## TASK ITEM:
Report the number of lines below in which the word "nose" occurs. Nothing else is needed.

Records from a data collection
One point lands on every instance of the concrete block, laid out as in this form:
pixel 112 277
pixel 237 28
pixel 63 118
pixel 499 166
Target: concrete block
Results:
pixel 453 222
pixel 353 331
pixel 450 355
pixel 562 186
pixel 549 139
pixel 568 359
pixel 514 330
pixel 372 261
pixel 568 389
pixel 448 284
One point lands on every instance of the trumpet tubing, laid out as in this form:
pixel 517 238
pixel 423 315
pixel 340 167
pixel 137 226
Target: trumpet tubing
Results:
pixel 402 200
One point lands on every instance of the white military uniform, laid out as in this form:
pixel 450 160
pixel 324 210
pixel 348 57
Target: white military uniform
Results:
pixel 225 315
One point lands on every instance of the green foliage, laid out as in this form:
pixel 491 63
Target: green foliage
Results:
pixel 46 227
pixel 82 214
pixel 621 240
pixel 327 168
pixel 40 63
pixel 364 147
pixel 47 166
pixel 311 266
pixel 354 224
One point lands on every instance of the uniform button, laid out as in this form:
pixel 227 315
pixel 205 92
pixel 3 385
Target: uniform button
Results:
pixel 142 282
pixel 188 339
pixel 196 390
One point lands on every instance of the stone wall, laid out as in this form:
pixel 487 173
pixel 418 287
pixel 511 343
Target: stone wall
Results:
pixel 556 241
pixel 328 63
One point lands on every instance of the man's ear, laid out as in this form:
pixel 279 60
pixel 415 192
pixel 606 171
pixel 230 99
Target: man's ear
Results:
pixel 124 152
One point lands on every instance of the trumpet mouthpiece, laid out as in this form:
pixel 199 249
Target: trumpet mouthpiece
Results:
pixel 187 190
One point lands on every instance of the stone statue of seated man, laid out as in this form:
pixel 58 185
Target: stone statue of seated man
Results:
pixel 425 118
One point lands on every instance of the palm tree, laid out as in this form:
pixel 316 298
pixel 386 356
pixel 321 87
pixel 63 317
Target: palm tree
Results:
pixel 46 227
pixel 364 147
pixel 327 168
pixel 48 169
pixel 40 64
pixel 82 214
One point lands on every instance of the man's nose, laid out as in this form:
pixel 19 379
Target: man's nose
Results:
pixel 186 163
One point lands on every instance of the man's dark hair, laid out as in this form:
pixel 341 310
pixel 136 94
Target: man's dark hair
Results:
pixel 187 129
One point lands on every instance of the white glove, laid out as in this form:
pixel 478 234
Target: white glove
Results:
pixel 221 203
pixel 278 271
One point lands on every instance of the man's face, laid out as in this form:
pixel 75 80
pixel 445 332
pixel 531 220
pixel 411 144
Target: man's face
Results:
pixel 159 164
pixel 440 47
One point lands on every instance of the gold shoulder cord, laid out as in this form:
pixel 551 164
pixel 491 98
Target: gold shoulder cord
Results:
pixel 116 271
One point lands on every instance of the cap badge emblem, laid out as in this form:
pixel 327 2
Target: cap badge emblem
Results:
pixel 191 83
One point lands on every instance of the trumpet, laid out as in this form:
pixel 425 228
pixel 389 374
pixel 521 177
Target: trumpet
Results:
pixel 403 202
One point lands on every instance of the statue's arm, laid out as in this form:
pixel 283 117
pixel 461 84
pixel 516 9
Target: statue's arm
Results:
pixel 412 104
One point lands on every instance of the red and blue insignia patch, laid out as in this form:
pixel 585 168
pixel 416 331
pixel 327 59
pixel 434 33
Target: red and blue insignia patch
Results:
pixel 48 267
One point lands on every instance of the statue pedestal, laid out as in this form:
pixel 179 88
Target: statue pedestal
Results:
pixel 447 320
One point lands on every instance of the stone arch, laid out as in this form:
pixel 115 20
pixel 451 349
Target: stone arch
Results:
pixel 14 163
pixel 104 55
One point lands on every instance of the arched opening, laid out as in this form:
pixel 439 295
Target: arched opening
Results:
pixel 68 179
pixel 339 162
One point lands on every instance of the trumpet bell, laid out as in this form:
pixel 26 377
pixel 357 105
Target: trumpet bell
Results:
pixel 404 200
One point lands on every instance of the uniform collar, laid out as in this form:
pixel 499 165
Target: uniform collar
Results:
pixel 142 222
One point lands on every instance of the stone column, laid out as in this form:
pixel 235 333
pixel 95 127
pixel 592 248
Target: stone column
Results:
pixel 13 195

## TASK RESPONSE:
2